Collect and copy every line in the records below that contains the string "building". Case counts.
* start DATASET ENTRIES *
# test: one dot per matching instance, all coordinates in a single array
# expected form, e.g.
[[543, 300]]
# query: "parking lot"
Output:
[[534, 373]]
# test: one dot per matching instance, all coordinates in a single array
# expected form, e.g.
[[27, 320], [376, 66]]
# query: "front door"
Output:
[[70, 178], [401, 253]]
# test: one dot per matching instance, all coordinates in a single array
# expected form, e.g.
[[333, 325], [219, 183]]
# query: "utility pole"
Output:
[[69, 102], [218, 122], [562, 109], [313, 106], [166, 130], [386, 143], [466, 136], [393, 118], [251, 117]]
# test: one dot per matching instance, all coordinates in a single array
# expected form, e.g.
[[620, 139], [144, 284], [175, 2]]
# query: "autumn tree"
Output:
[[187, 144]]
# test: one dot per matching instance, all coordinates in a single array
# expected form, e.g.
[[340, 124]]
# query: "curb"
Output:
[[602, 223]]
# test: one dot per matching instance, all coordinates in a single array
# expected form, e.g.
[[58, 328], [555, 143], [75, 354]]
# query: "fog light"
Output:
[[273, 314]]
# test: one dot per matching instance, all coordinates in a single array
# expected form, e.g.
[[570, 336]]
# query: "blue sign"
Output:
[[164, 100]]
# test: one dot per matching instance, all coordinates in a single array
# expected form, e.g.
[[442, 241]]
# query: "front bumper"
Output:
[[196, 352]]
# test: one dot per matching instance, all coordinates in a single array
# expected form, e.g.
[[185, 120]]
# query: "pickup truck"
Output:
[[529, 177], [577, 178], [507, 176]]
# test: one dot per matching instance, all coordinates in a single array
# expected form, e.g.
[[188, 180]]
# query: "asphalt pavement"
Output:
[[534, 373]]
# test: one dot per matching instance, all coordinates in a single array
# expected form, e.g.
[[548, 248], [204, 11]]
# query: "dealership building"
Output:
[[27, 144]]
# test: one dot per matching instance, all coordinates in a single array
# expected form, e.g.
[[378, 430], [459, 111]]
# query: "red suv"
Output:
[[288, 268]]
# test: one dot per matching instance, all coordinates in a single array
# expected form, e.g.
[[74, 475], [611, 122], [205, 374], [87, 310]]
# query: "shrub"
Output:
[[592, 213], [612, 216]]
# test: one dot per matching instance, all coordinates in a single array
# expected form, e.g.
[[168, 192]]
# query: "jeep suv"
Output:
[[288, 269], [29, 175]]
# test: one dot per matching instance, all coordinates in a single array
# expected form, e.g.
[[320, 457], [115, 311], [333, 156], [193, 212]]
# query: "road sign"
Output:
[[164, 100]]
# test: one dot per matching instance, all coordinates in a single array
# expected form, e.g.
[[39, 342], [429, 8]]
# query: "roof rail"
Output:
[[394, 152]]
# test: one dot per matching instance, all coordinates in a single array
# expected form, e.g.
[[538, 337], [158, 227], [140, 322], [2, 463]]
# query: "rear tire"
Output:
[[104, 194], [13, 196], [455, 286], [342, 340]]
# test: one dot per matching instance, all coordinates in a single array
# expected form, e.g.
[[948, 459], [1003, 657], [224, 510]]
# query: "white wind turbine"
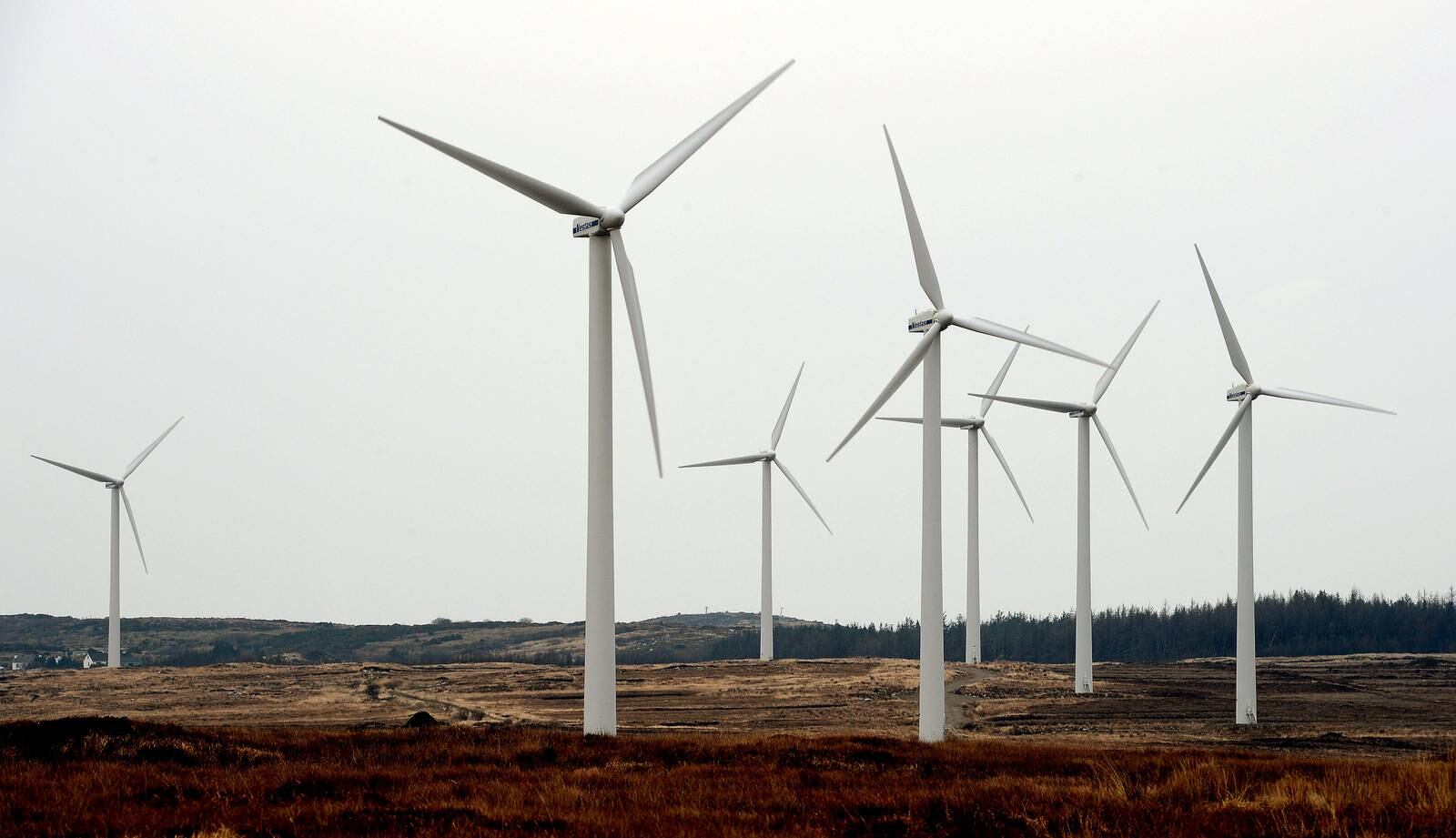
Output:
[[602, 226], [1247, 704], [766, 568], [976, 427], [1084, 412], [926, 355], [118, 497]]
* end DATASET ENTRIES *
* start DATASET ENTRIES *
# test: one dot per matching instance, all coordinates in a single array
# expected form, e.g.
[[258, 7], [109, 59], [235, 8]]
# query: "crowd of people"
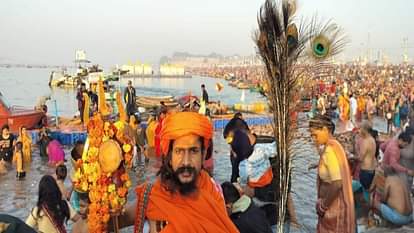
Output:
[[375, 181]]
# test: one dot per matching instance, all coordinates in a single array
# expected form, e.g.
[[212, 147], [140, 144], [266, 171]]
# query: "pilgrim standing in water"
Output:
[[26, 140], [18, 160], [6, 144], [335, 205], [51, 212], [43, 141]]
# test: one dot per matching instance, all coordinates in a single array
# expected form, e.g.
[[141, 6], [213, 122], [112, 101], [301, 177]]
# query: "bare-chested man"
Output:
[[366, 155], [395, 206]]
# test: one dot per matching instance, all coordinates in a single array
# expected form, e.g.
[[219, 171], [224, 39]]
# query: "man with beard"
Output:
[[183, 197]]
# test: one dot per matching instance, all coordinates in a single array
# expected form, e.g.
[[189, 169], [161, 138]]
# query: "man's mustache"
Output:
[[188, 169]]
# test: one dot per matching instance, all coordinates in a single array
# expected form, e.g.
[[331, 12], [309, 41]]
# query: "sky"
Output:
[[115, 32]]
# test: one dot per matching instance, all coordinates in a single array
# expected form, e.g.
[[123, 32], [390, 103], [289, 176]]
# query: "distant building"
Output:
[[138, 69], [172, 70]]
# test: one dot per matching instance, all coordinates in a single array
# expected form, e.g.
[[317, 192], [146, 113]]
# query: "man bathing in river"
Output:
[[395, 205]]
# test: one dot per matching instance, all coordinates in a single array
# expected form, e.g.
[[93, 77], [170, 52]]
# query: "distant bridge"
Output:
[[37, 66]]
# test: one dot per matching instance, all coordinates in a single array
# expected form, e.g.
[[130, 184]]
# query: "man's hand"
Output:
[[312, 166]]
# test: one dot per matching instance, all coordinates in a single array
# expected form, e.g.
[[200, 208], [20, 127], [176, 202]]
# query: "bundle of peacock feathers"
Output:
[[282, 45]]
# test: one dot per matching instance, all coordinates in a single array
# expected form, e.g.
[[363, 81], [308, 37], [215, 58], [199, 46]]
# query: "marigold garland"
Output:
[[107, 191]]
* end DATASET ENTRIES *
* start DATASET ENTRIES *
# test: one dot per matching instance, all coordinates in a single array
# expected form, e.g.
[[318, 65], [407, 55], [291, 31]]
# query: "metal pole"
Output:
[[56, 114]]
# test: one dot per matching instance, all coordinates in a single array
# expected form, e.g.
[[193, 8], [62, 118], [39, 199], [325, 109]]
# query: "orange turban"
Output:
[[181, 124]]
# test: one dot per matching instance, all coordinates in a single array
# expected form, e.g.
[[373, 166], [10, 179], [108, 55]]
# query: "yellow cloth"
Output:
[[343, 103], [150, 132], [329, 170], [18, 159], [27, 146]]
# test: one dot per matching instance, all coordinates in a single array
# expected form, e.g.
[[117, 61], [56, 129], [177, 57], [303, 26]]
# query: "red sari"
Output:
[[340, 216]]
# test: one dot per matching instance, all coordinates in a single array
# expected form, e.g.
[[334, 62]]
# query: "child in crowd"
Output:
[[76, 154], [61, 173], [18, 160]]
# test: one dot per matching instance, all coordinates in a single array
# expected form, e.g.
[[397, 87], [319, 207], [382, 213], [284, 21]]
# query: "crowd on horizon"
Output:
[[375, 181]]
* end DATASET ENTRIES *
§ ANSWER IN FULL:
# query: "dealership building"
# query: "distant building"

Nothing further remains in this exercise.